• 抜粋
....
方墳研究史


方墳の定義

 方墳については前方後円墳などと違って、非常にシンプルな形をしている。従って、その定義についても非常に簡明なものが多い。これまで、編集された考古学辞典には次のような定義がある。

@墳丘の平面形が方形の古墳をいう。(杉山晋作「方墳」『考古学小辞典』1983)
A
墳丘の平面形が方形に作られた古墳。ピラミッドのような方錐形のものも方墳と言えぬこともないが、ふつう頂部が平らになった戴方錐形のものを言う。中国では秦漢時代に方墳が一般的であり、高句麗の石塚、土塚にも方墳がある。」(小林行雄「方墳」『図解考古学辞典』1959)
....
位置特定の記録:
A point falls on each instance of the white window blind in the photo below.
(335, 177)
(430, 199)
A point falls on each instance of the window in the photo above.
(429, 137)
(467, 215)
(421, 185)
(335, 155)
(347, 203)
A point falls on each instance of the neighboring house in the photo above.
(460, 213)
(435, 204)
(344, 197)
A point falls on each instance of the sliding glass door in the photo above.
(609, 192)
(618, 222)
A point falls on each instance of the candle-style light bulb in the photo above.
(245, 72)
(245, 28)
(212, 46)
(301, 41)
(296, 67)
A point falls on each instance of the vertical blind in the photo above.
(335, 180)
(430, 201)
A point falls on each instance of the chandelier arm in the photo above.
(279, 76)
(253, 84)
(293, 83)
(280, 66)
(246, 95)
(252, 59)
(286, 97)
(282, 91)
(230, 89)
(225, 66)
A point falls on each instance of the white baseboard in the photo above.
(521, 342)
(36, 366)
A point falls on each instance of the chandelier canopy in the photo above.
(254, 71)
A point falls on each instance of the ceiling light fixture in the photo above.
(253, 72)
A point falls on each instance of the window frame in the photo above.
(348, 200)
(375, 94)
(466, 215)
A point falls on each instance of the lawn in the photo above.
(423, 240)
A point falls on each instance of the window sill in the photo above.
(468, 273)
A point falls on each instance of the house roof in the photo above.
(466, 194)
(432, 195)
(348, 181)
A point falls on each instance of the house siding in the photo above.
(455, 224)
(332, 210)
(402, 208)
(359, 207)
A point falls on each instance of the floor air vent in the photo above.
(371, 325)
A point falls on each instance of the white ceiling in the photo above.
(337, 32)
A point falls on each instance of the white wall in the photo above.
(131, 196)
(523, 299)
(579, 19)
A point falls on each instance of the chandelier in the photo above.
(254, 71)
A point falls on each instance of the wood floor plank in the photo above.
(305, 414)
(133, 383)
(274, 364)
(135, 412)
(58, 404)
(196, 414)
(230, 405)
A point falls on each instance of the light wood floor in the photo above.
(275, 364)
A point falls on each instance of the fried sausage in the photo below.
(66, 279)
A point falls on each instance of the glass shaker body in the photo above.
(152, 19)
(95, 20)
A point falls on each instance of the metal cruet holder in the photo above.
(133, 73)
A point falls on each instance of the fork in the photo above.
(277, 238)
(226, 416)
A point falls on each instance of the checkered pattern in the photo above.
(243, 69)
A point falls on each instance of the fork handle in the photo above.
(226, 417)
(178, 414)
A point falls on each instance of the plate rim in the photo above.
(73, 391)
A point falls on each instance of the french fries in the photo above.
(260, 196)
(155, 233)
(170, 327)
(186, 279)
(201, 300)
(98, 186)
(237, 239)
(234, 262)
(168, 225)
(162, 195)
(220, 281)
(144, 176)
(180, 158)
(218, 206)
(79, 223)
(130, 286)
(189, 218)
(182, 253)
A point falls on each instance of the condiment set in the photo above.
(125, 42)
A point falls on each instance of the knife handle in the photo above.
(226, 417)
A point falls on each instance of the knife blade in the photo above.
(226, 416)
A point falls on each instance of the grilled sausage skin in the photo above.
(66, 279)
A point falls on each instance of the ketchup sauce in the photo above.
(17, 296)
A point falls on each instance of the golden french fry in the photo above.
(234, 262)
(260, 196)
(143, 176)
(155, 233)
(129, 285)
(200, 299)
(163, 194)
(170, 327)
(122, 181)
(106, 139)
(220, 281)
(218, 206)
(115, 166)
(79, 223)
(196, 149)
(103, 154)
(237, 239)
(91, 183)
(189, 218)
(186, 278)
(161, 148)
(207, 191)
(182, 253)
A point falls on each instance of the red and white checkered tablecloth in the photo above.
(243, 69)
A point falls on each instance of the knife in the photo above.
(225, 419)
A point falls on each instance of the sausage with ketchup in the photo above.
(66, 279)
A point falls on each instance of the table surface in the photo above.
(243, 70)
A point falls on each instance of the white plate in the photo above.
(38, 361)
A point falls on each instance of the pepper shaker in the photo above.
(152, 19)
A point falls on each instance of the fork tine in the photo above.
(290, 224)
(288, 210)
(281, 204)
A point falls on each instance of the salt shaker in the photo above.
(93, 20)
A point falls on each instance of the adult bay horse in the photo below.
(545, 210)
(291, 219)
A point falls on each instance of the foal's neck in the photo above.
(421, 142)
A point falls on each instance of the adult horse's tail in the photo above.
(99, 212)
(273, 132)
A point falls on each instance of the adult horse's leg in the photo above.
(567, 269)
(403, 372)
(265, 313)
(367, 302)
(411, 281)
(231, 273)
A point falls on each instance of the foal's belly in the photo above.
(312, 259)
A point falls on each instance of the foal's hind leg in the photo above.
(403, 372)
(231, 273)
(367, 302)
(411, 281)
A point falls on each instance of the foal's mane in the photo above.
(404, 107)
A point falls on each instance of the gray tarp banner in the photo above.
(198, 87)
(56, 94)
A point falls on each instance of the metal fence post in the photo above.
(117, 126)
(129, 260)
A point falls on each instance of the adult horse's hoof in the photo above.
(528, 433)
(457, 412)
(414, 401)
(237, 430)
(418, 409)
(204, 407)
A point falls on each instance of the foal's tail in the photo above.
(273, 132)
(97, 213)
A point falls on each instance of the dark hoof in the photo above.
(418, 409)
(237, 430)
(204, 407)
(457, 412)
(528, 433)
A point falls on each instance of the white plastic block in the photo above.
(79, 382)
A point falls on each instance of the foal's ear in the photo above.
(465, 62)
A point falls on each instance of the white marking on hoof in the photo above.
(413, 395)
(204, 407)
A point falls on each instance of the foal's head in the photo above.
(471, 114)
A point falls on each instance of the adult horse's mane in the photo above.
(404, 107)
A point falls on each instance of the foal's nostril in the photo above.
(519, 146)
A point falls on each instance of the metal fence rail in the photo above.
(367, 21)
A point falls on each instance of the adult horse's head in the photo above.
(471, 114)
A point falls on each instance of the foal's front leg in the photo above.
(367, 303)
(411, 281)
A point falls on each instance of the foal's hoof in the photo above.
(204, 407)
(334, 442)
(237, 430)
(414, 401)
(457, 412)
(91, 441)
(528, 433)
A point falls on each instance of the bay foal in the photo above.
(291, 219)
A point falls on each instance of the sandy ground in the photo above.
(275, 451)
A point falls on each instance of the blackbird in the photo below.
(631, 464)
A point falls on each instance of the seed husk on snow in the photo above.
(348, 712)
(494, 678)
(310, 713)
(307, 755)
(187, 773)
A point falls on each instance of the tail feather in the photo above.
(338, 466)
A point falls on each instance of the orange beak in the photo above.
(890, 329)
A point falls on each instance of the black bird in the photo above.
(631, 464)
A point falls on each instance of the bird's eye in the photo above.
....
• 短い課題 1
方墳の定義に関する抜粋から、次の一文を英語に翻訳せよ。「方墳については前方後円墳などと違って、非常にシンプルな形をしている。」
• 短い課題 2
方墳の定義に関する抜粋では、秦漢時代に方墳が一般的であったとされるのはどこか。
• 短い課題 3
方墳の定義に関する抜粋を、最後の文の後から書き継げ。

• 課題への回答 1
Unlike keyhole-shaped mounds and similar forms, square mounds have a very simple shape.

• 課題への回答 2
中国

• 課題への回答 3
B
古墳の一形式。方形の高塚をなしている。本来、方墳は、大陸の古代墓制の基本的な形態でもあるが、日本でも各地にみられる。前期方墳にも指摘されるが、とくに後期や終末期のものも多く、横穴式石室をそなえ、家形石棺のものも多い。なお、方墳と弥生時代の方形周溝墓との関連性の問題も、新たな研究の課題であるが、方形周溝墓から方墳への発達というように、直接、結びつけることは無理であるようである。」(斉藤 忠「方墳」『日本考古学用語辞典』学生社 1998)
C
墳丘の平面形が方形を呈する古墳。方墳の平面形は基本的には正方形であるが、長方形をした長方墳もまれに存在する。(中略)方墳は古墳時代の前期から終末期の全期間にかけて築造されているが、数は円墳などに比べさほど多くはない。また方墳の性格や築造の史的背景も各時期によって異なると考えられる。」(戸沢充則・大塚初重編『最新日本考古学用語辞典』柏書房 1996)

 以上のように多くの考古学辞典の方墳の項目を最大公約数的にまとめれば「平面形が方形である古墳の総称。」であるということになる。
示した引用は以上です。